Edit the entries below, beginning at the line that contains "search for table" and stopping after the line that contains "left=300, top=164, right=306, bottom=229". Give back only those lines with "table leg" replaced by "chair leg" and everything else unchanged.

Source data
* * * *

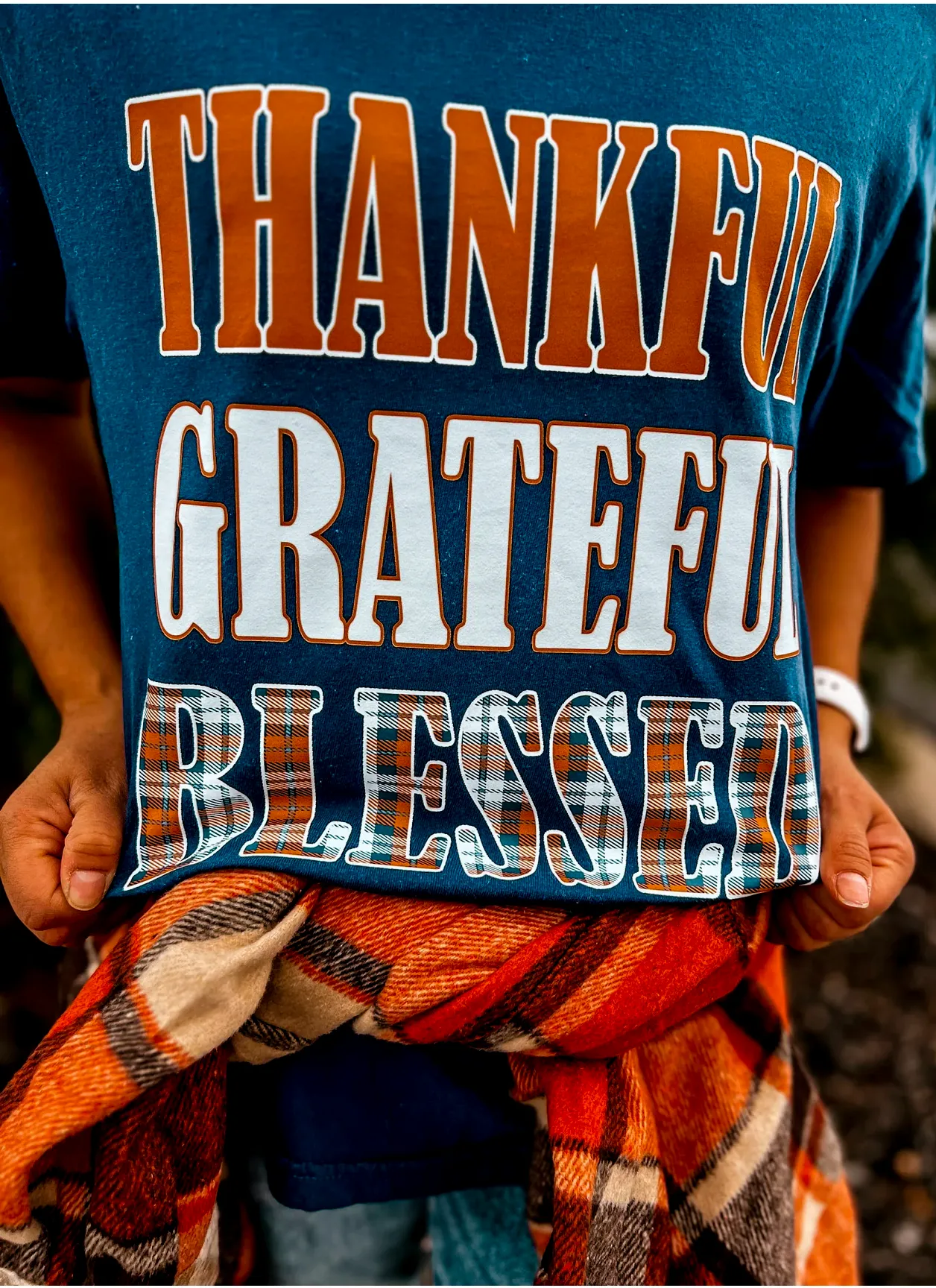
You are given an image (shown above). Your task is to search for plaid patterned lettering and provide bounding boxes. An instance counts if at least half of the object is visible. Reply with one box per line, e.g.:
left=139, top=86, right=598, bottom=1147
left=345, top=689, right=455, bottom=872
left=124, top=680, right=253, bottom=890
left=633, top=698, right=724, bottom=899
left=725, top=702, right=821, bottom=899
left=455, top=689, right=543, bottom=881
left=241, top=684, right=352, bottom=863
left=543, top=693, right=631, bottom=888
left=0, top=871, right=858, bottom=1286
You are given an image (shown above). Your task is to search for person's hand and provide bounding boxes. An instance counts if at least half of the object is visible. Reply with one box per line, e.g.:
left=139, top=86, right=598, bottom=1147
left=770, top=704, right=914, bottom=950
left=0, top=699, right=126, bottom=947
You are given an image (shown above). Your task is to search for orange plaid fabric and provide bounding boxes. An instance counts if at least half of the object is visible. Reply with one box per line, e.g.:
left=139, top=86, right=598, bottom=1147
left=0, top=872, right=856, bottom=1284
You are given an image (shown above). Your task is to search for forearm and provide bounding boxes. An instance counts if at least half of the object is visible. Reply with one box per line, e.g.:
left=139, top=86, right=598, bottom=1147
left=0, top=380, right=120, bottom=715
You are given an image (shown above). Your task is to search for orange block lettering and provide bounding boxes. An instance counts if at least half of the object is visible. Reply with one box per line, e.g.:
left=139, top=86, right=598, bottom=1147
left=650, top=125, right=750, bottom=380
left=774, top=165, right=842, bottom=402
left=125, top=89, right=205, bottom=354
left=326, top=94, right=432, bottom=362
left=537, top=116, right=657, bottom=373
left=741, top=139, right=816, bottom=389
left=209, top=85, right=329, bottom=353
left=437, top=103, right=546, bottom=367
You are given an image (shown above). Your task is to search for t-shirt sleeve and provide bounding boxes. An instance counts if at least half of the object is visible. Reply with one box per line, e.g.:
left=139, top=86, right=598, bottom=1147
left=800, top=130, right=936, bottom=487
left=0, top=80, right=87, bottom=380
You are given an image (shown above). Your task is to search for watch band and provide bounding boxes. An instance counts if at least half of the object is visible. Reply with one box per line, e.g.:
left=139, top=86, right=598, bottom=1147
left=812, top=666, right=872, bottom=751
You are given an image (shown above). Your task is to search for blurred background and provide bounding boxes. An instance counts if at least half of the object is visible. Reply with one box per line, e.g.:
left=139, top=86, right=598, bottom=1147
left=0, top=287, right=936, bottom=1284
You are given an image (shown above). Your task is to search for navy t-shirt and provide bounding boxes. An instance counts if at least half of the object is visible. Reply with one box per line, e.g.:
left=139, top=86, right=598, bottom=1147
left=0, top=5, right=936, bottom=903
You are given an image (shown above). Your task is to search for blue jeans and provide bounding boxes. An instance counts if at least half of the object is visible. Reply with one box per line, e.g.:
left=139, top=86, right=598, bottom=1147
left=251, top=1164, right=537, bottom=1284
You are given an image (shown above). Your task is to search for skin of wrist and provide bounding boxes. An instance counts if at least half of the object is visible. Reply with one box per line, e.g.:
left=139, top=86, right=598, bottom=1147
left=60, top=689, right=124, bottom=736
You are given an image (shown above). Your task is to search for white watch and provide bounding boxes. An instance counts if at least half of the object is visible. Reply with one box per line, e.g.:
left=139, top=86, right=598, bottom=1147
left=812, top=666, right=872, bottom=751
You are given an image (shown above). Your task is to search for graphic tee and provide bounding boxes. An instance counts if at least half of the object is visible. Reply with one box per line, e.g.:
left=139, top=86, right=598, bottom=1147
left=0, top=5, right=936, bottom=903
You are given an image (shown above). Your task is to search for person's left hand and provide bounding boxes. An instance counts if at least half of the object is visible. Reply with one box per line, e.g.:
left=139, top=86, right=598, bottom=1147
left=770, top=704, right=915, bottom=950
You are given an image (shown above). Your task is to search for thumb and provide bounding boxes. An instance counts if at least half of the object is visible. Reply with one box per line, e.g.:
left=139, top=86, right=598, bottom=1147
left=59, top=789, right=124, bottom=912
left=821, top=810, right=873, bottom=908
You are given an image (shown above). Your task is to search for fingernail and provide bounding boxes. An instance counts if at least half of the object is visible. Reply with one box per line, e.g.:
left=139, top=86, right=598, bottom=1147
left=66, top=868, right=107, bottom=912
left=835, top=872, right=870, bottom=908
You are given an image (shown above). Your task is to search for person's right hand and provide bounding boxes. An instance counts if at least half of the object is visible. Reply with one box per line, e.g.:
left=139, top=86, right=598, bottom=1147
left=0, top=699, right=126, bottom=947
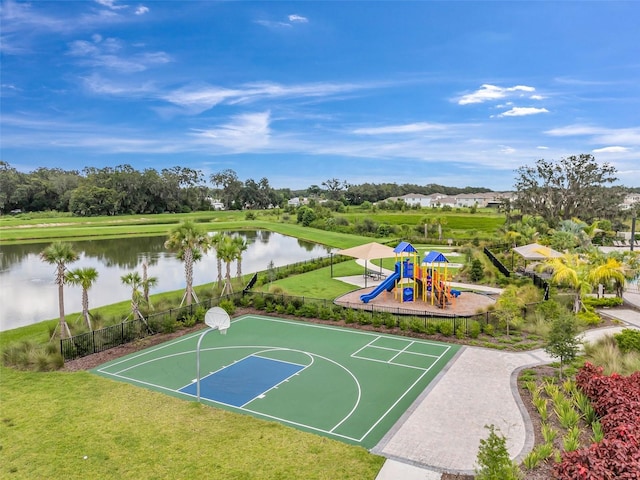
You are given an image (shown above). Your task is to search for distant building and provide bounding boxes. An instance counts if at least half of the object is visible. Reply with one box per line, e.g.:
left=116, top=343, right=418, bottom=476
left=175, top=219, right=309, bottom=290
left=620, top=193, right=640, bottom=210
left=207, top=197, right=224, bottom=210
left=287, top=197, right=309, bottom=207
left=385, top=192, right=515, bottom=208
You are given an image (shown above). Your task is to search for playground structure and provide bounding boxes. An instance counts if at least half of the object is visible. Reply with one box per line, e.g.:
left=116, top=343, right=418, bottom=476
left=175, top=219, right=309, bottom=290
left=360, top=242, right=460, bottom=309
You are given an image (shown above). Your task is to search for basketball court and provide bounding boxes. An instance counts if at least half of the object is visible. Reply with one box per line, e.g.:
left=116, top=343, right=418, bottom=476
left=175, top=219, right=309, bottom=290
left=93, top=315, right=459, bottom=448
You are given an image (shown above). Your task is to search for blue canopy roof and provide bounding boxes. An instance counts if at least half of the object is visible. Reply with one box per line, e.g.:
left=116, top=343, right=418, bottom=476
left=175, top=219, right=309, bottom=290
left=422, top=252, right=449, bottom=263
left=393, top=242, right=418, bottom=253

* * * *

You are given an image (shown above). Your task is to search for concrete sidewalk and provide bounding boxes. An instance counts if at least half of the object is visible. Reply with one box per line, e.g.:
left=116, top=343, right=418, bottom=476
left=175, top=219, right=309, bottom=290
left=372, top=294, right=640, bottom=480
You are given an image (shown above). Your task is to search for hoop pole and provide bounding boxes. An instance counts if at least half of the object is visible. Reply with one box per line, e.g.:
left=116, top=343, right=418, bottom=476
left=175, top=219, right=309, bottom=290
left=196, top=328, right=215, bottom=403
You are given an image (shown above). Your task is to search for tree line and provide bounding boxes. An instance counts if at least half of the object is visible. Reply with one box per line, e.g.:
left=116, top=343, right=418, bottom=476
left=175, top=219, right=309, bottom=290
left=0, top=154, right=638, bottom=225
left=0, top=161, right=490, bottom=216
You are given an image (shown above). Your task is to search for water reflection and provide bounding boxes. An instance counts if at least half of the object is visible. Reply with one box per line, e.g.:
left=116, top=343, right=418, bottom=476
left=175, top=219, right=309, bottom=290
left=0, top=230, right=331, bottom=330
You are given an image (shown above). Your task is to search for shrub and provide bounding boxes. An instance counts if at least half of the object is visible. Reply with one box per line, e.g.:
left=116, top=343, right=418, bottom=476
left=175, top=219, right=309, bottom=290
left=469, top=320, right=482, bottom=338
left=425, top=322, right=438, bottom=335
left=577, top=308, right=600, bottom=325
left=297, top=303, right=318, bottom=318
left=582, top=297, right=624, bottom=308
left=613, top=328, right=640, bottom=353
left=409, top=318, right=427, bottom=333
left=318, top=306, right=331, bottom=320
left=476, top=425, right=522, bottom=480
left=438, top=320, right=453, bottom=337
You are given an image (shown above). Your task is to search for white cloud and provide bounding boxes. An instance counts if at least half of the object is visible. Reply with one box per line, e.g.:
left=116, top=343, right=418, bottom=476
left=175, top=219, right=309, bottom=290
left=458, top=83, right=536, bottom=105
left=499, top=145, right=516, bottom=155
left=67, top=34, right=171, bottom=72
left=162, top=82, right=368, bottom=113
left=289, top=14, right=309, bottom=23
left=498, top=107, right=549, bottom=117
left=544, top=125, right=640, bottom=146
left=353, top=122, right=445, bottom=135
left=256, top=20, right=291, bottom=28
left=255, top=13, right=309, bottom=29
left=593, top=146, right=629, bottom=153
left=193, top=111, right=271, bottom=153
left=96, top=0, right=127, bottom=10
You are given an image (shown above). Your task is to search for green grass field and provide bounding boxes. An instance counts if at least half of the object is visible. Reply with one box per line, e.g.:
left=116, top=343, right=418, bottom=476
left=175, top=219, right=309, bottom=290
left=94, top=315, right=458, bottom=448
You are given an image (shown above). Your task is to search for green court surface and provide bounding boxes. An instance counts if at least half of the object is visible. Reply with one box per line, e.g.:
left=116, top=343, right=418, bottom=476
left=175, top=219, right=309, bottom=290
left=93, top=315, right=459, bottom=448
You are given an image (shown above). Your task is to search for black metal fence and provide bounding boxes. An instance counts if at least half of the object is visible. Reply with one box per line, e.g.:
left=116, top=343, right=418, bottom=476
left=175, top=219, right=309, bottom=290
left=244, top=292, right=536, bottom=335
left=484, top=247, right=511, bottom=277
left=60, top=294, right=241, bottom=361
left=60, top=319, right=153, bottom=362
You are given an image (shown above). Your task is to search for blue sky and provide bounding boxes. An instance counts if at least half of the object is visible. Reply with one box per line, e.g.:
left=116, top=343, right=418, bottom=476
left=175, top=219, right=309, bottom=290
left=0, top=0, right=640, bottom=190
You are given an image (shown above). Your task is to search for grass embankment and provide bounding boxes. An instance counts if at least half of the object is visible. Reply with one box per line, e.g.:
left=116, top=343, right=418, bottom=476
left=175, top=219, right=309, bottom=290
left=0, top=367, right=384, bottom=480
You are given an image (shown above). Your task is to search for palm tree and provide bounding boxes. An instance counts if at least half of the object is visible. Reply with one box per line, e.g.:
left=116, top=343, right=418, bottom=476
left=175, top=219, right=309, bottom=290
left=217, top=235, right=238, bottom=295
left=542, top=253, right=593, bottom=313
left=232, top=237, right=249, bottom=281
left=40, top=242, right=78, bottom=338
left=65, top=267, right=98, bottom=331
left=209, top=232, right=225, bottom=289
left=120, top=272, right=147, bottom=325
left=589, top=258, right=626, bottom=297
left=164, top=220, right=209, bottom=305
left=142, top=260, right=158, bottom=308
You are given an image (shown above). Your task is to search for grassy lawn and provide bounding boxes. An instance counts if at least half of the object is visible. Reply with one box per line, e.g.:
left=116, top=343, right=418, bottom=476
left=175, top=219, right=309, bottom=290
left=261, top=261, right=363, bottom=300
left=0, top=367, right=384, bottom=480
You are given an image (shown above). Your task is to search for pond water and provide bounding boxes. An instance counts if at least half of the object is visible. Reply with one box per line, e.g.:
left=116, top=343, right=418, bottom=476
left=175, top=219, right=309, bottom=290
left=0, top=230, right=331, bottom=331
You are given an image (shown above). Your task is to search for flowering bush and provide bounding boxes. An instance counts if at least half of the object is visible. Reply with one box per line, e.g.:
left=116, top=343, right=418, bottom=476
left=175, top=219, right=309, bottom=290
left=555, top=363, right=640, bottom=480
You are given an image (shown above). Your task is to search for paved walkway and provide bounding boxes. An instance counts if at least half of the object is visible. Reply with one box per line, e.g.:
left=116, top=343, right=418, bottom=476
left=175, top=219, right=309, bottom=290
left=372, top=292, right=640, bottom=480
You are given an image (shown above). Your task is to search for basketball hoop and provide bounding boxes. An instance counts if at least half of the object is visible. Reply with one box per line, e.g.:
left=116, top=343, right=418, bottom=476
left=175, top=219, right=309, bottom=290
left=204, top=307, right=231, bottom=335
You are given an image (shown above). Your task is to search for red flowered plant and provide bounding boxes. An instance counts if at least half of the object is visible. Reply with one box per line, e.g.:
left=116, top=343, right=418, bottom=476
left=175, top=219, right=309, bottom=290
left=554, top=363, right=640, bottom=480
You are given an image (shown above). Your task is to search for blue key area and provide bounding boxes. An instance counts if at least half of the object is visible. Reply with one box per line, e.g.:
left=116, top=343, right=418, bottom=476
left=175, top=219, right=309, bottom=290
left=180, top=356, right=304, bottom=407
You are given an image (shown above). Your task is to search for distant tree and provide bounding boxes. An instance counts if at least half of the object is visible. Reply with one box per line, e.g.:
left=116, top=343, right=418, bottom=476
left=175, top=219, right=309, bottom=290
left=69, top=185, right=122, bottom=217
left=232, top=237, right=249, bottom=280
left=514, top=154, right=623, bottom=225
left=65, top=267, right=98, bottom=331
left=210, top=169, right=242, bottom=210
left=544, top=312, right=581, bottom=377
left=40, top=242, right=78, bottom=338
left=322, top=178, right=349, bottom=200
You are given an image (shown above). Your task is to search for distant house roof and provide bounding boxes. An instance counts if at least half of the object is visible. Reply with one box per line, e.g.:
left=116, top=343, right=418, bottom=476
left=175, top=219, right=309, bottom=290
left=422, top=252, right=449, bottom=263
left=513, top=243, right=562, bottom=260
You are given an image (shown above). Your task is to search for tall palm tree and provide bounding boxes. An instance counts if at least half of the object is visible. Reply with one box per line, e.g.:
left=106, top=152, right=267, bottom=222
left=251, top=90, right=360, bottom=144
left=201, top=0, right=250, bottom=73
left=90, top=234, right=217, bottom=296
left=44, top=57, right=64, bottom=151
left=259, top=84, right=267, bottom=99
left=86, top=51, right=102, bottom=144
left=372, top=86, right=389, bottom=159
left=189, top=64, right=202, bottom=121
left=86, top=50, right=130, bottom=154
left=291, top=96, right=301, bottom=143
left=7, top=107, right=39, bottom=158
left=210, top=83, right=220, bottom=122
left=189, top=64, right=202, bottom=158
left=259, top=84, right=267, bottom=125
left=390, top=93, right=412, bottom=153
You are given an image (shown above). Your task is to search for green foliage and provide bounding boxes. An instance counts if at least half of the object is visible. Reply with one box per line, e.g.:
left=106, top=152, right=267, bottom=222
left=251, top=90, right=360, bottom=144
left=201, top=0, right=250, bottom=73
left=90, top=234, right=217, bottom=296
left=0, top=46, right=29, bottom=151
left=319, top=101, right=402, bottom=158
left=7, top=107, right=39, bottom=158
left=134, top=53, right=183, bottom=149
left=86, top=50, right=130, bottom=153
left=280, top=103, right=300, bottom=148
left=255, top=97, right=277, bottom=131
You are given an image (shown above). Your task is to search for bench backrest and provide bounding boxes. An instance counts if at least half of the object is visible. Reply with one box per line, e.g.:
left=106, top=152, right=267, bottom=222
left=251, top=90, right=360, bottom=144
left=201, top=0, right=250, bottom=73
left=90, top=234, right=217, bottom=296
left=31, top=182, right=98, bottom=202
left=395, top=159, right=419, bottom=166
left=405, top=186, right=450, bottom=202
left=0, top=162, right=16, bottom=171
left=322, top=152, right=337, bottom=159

* * * *

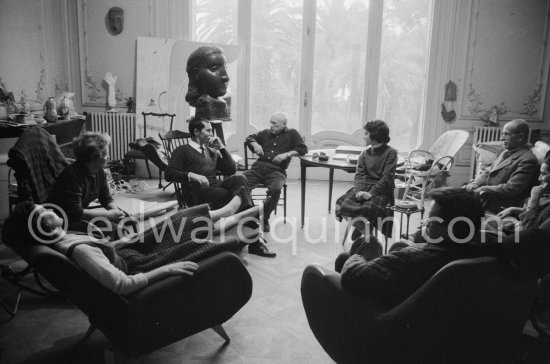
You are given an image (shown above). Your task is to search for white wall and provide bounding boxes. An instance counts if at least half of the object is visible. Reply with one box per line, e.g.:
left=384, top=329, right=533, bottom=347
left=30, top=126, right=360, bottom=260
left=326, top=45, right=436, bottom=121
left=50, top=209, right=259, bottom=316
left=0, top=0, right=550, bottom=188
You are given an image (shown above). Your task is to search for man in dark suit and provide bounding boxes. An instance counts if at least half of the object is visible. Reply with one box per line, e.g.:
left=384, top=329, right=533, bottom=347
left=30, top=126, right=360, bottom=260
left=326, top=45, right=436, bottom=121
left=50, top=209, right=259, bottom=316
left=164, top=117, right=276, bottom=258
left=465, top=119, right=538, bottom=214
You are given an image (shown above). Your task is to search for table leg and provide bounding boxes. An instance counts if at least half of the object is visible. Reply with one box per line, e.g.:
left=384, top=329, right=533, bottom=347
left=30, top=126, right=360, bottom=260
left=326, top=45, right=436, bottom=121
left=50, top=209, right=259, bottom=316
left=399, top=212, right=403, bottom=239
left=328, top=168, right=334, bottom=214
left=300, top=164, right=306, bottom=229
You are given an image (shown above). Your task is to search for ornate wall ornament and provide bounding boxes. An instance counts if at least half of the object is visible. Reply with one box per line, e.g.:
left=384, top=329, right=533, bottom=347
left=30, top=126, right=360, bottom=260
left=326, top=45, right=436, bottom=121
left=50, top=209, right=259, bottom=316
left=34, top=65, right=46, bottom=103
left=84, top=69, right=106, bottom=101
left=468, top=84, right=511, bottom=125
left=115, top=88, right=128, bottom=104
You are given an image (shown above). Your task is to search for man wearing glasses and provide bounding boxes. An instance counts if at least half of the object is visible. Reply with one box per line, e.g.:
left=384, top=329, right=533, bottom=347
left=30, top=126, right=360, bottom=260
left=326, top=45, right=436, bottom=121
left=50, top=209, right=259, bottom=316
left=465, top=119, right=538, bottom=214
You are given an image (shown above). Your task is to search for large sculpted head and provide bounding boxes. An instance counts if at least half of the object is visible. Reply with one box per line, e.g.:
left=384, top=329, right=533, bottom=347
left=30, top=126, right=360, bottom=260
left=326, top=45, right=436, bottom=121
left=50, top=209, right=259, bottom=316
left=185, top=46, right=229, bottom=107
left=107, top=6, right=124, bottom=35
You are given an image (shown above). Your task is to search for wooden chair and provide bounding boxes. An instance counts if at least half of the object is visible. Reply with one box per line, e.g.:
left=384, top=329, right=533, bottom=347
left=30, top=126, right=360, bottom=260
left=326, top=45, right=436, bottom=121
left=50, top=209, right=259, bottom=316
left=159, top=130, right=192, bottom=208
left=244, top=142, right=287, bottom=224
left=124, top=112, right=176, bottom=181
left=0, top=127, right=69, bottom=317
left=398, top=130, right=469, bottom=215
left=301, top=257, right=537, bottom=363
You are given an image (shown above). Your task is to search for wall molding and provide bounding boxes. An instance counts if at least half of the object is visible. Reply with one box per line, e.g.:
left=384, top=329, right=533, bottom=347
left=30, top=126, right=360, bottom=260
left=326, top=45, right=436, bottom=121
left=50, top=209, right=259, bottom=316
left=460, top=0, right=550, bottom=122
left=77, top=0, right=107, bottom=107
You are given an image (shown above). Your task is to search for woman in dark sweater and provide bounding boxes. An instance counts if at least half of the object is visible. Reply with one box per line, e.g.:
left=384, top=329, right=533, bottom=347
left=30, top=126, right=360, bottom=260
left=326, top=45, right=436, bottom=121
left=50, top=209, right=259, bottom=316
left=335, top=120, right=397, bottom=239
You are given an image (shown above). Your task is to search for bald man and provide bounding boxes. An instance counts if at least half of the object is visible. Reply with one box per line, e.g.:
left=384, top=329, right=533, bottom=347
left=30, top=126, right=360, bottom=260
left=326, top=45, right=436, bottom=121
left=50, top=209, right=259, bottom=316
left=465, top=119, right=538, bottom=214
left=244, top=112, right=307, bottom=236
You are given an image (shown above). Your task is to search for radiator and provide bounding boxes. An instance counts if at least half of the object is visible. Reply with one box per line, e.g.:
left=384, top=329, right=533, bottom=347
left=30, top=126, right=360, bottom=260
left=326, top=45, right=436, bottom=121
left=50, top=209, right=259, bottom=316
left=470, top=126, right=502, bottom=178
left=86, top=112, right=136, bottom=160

* * * *

## Exercise output
You are given an image (shown above). Your task is to search for chair leg and provide bounding boxes. An instance counts if at least half of the object is visible. Reply with one box per line, e.g.:
left=384, top=329, right=533, bottom=347
left=30, top=126, right=360, bottom=260
left=326, top=45, right=436, bottom=121
left=50, top=209, right=259, bottom=316
left=399, top=212, right=403, bottom=239
left=328, top=168, right=334, bottom=214
left=300, top=164, right=306, bottom=229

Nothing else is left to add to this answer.